» **What is required**:
Locate every row below that contains the word "dirt", and copy each of those rows. Uppercase and lowercase letters must match.

%%

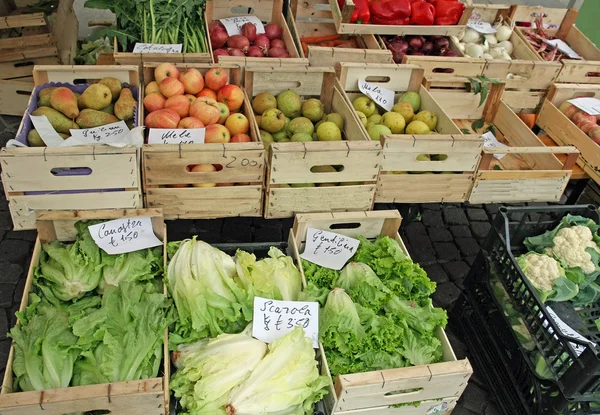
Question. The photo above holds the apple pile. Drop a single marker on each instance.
(586, 122)
(191, 100)
(248, 43)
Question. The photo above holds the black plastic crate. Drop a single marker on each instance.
(576, 374)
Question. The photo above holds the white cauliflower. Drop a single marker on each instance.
(570, 245)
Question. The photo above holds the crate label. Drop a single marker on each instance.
(48, 134)
(233, 25)
(105, 134)
(566, 330)
(589, 105)
(274, 319)
(120, 236)
(490, 140)
(157, 48)
(481, 27)
(176, 136)
(329, 249)
(382, 96)
(564, 48)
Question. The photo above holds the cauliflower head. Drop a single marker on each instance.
(570, 245)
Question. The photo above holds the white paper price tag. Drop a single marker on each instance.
(382, 96)
(176, 136)
(482, 27)
(273, 319)
(233, 25)
(564, 48)
(48, 134)
(157, 48)
(490, 140)
(329, 249)
(120, 236)
(109, 133)
(589, 105)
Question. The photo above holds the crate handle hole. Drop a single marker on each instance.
(326, 169)
(71, 171)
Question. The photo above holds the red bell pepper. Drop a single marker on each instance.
(448, 12)
(422, 13)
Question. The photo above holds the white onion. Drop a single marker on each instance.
(503, 33)
(506, 45)
(474, 51)
(471, 36)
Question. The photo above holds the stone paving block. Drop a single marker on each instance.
(446, 251)
(468, 246)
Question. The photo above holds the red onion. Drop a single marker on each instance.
(249, 31)
(273, 31)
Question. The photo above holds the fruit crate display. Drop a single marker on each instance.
(313, 20)
(409, 173)
(79, 177)
(345, 11)
(559, 24)
(416, 390)
(335, 175)
(564, 131)
(234, 184)
(150, 396)
(571, 362)
(267, 12)
(28, 39)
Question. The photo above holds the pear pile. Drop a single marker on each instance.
(105, 102)
(405, 117)
(286, 118)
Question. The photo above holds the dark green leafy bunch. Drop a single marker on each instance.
(156, 21)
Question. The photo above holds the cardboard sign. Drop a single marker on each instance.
(233, 25)
(329, 249)
(109, 133)
(382, 96)
(176, 136)
(273, 319)
(48, 134)
(156, 48)
(120, 236)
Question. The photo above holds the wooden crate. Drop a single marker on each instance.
(149, 396)
(375, 392)
(313, 18)
(269, 11)
(400, 151)
(564, 132)
(27, 173)
(164, 168)
(357, 158)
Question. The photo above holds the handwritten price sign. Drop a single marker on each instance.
(274, 319)
(120, 236)
(382, 96)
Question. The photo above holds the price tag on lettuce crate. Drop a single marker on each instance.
(176, 136)
(109, 133)
(273, 319)
(382, 96)
(120, 236)
(329, 249)
(233, 25)
(157, 48)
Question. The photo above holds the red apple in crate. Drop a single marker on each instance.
(165, 118)
(232, 96)
(154, 102)
(215, 78)
(165, 70)
(206, 110)
(192, 81)
(217, 133)
(170, 87)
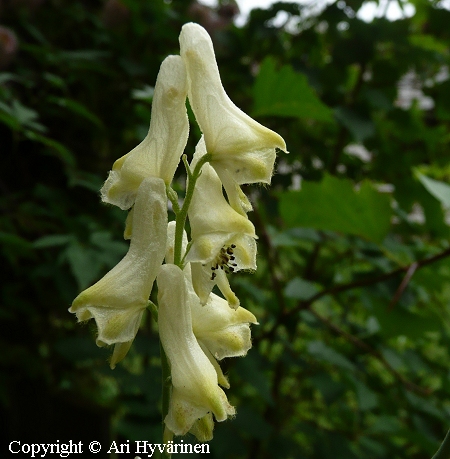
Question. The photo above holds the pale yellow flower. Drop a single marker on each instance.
(243, 151)
(223, 240)
(159, 153)
(118, 300)
(195, 390)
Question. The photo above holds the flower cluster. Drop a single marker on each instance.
(197, 327)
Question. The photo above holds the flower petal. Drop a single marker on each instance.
(159, 153)
(223, 331)
(195, 382)
(241, 148)
(117, 301)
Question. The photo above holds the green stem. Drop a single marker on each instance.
(182, 214)
(166, 389)
(444, 450)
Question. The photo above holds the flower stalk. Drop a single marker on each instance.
(183, 212)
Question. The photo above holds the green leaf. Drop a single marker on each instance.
(77, 108)
(52, 240)
(360, 127)
(335, 205)
(286, 93)
(300, 289)
(399, 321)
(440, 190)
(56, 148)
(321, 351)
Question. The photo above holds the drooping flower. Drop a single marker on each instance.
(195, 391)
(223, 240)
(117, 301)
(159, 153)
(243, 151)
(220, 329)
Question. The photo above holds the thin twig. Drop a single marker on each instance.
(401, 288)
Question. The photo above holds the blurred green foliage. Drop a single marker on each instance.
(351, 357)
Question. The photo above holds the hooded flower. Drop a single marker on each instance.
(159, 153)
(195, 390)
(220, 331)
(223, 240)
(117, 301)
(223, 331)
(243, 151)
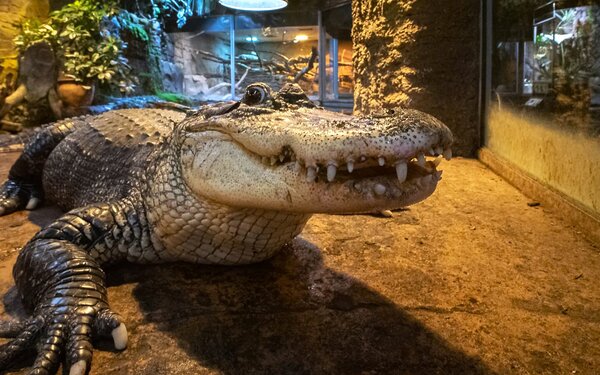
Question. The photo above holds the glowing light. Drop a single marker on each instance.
(254, 5)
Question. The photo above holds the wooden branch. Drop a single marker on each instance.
(311, 64)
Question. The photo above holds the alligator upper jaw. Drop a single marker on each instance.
(223, 171)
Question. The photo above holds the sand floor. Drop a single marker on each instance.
(471, 281)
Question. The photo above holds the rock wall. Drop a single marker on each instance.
(12, 11)
(421, 54)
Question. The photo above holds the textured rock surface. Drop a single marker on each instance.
(420, 54)
(12, 11)
(471, 281)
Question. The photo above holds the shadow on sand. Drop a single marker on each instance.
(290, 315)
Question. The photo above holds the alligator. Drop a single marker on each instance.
(227, 184)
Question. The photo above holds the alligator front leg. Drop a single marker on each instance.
(23, 189)
(59, 278)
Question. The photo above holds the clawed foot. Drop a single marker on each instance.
(62, 334)
(16, 196)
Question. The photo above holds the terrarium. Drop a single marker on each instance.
(561, 54)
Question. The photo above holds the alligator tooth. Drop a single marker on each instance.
(379, 189)
(421, 159)
(331, 171)
(425, 180)
(401, 171)
(311, 174)
(33, 203)
(448, 153)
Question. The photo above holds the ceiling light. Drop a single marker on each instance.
(254, 5)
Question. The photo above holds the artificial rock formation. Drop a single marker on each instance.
(12, 11)
(420, 54)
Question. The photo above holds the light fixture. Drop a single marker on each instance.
(254, 5)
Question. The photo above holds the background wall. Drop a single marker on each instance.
(12, 11)
(422, 54)
(563, 159)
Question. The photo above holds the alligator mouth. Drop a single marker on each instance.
(363, 168)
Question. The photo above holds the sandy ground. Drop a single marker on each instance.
(471, 281)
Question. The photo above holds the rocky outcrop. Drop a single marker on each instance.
(12, 11)
(423, 55)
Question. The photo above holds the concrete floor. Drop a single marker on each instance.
(471, 281)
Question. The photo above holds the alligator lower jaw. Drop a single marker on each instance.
(383, 182)
(380, 179)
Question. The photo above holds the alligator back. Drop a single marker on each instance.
(105, 156)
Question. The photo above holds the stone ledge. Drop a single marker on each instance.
(564, 206)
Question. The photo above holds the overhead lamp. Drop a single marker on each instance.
(254, 5)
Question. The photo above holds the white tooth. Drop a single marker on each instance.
(421, 159)
(425, 180)
(386, 213)
(311, 174)
(119, 335)
(78, 368)
(401, 171)
(448, 153)
(32, 203)
(379, 189)
(331, 171)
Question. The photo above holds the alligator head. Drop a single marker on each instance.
(281, 152)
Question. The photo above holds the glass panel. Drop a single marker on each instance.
(339, 77)
(546, 61)
(204, 57)
(277, 49)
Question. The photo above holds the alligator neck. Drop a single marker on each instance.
(194, 229)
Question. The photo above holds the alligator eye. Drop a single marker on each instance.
(255, 94)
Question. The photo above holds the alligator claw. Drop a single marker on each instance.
(61, 333)
(16, 196)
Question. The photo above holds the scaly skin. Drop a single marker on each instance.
(228, 184)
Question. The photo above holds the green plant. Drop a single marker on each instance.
(81, 42)
(180, 8)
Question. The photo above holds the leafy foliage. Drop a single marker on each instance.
(179, 8)
(81, 42)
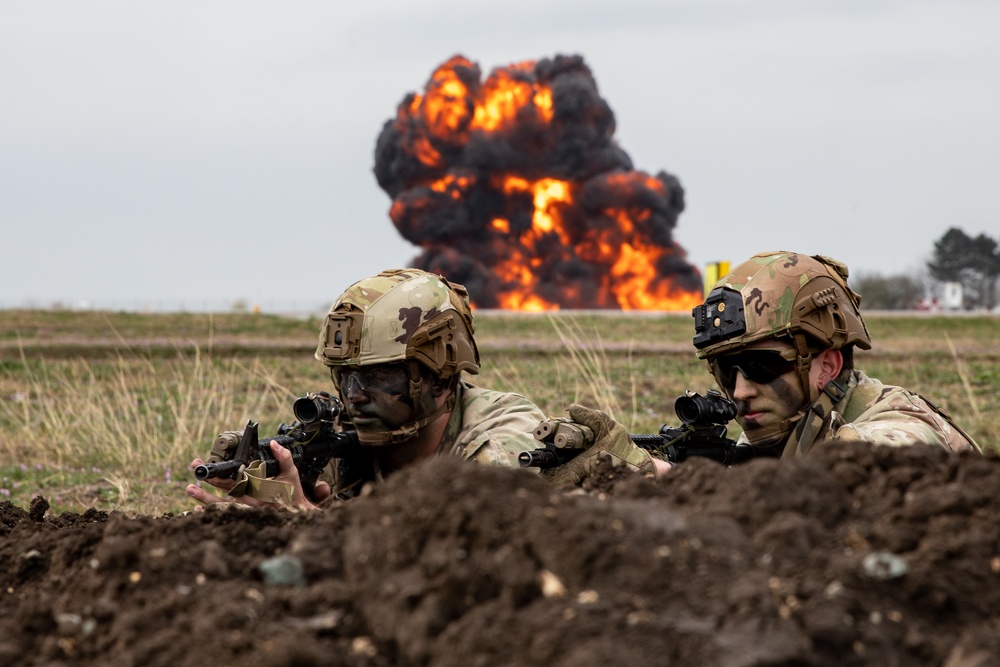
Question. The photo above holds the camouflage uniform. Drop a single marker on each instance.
(880, 414)
(805, 302)
(488, 427)
(419, 319)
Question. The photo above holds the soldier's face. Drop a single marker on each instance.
(766, 387)
(376, 397)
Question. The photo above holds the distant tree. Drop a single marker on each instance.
(973, 262)
(897, 292)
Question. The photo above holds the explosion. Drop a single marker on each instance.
(515, 187)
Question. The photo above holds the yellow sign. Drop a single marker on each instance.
(714, 271)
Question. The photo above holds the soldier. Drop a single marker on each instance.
(396, 345)
(779, 333)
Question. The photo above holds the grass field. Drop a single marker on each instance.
(106, 409)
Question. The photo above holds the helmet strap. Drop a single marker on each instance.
(406, 431)
(410, 430)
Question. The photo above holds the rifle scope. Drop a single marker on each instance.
(320, 406)
(712, 408)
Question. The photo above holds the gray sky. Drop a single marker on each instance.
(191, 153)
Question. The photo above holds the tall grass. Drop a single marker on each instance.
(114, 424)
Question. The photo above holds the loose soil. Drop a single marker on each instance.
(852, 556)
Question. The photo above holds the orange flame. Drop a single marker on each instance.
(543, 221)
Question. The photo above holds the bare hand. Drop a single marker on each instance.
(287, 473)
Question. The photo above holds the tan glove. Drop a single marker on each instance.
(610, 439)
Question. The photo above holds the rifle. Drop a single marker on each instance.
(703, 433)
(311, 439)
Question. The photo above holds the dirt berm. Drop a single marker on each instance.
(853, 556)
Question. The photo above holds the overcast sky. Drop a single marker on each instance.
(192, 153)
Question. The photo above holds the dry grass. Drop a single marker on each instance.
(114, 423)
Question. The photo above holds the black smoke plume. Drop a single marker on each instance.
(444, 163)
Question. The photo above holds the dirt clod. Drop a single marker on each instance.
(853, 556)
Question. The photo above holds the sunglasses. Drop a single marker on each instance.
(391, 379)
(757, 366)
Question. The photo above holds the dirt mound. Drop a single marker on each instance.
(852, 557)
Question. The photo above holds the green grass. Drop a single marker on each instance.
(106, 409)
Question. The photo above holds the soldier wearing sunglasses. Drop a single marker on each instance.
(779, 334)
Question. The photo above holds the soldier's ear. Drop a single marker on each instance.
(440, 385)
(830, 363)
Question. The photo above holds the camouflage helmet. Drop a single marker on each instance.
(803, 299)
(401, 315)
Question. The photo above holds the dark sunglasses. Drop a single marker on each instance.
(388, 379)
(758, 366)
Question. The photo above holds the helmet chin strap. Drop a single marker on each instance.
(409, 430)
(776, 435)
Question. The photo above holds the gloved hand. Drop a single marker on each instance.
(610, 439)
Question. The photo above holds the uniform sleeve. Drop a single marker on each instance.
(497, 426)
(900, 418)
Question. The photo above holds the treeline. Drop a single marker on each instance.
(957, 259)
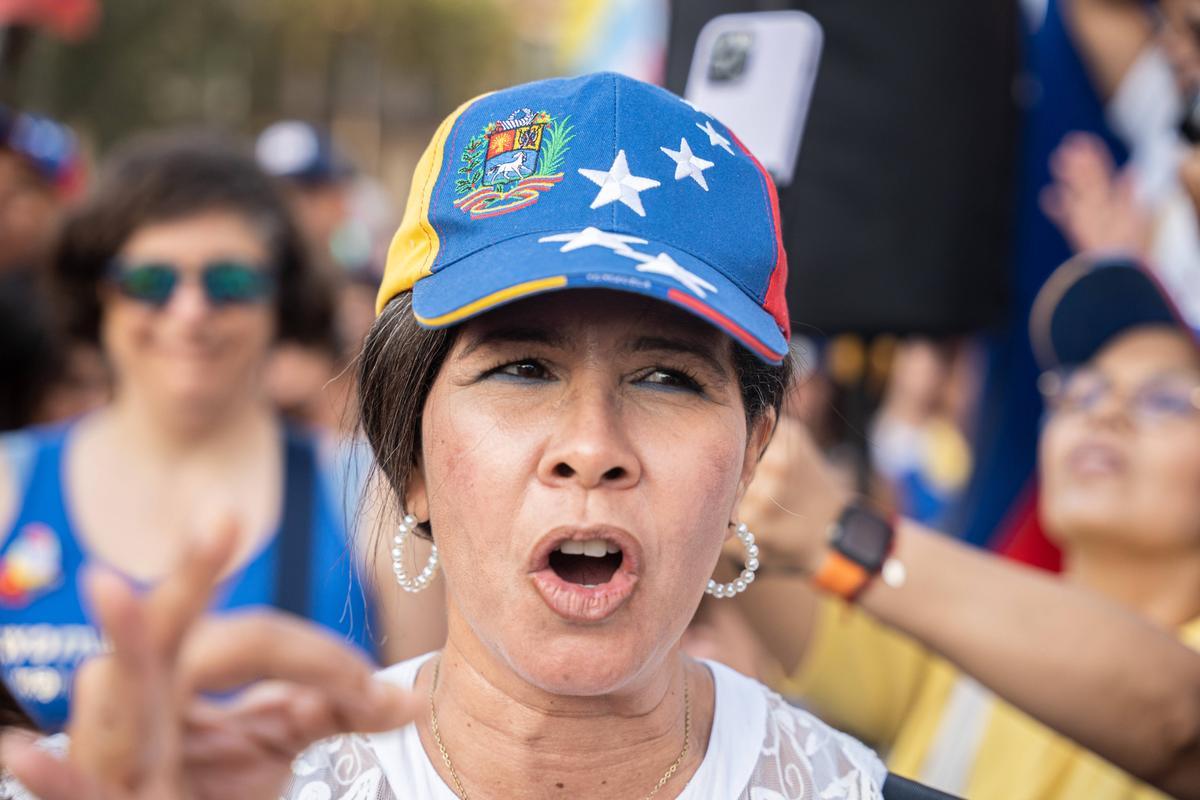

%%

» **Answer to the exercise**:
Question. The photo above holds the dirt berm. Drop a single marker on each instance.
Question. The photo above holds the dirt clod. Drop a single marker on each instance.
Question. The photo above holds the dirt mound. Drop a single marker on each instance.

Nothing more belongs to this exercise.